[Task list]
(a) Name every company mentioned in the article on SpaceX's stock.
(b) Answer these questions from the article on SpaceX's stock:
(i) At what price per share was the IPO set?
(ii) What intraday high did the stock reach on June 16?
(iii) How much was the deal to buy Cursor worth?

[Extract provided]
Since the manic peak three days into its life as a public company, SpaceX has declined from a market cap of $2.9 trillion to under $1.8 trillion today.
SpaceX priced the most expensive IPO in history at $135 per share on June 11, selling 555,555,555 shares to raise roughly $75 billion.
The stock opened at $150 the next morning and closed its first day at $160.95, a 19% gain over the offering price.
It kept going up for two more days but has crashed ever since.
$1 trillion vaporized
By June 16, its third day of trading, SpaceX closed at $201.80 and touched an intraday high of $225.64, a valuation of $2.95 trillion that briefly vaulted Musk’s company past Amazon, Microsoft, and other giants.
At time of writing, SpaceX has fallen to eighth place on the leaderboard of public companies.
Fueling SpaceX’s three-day run was excitement about futuristic plans to colonize Mars, acres of non-existent space data centers, and a $60 billion deal to buy AI coding startup Cursor — announced the same day the stock price peaked.
Back below $140 per share as of midday today, SpaceX now has a slightly more modest market capitalization near $1.8 trillion. Measured against its intraday peak on June 16, the company has lost $1.1 trillion in drawdown, a decline of roughly 38%.
To be fair, any insider who was able to buy at the IPO price of $135 is still about 3% in the green, although shares are 7% below its $150 debut open on public exchanges for ordinary investors.

Saved entries:
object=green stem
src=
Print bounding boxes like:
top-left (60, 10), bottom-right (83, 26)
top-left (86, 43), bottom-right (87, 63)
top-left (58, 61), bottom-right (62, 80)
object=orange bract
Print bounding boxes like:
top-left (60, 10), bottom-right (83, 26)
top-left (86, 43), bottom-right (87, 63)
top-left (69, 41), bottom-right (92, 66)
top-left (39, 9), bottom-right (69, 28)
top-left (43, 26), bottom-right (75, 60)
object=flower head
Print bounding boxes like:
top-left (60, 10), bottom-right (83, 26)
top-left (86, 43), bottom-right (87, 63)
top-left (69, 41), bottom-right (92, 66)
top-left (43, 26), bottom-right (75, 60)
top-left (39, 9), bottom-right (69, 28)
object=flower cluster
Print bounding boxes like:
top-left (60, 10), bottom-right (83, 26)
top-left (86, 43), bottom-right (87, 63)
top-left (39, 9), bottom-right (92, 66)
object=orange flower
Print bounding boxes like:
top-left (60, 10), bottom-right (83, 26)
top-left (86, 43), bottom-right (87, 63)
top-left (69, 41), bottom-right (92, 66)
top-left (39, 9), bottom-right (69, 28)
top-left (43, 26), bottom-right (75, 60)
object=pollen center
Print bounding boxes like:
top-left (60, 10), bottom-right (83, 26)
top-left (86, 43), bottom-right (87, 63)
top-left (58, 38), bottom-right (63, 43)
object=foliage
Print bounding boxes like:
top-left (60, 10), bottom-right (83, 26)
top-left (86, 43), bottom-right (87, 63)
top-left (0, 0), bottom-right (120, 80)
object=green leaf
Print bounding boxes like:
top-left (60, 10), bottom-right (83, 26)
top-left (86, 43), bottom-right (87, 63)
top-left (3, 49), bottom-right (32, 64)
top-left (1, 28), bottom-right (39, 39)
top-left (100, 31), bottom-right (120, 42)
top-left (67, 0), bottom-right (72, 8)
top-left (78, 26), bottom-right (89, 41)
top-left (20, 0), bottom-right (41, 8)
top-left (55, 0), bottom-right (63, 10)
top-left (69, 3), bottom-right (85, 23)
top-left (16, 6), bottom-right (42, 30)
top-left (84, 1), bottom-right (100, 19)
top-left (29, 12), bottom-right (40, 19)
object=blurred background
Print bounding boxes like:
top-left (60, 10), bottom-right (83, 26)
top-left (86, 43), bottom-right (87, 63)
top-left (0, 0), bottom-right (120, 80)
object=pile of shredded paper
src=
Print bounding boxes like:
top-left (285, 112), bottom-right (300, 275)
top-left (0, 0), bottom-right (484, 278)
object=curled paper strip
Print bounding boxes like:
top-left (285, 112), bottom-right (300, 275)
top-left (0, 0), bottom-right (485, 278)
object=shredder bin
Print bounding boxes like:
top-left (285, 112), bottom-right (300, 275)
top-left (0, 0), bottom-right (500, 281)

[Answers below]
(a) SpaceX, Amazon, Microsoft, Cursor

(b)
(i) $135 per share
(ii) $225.64
(iii) $60 billion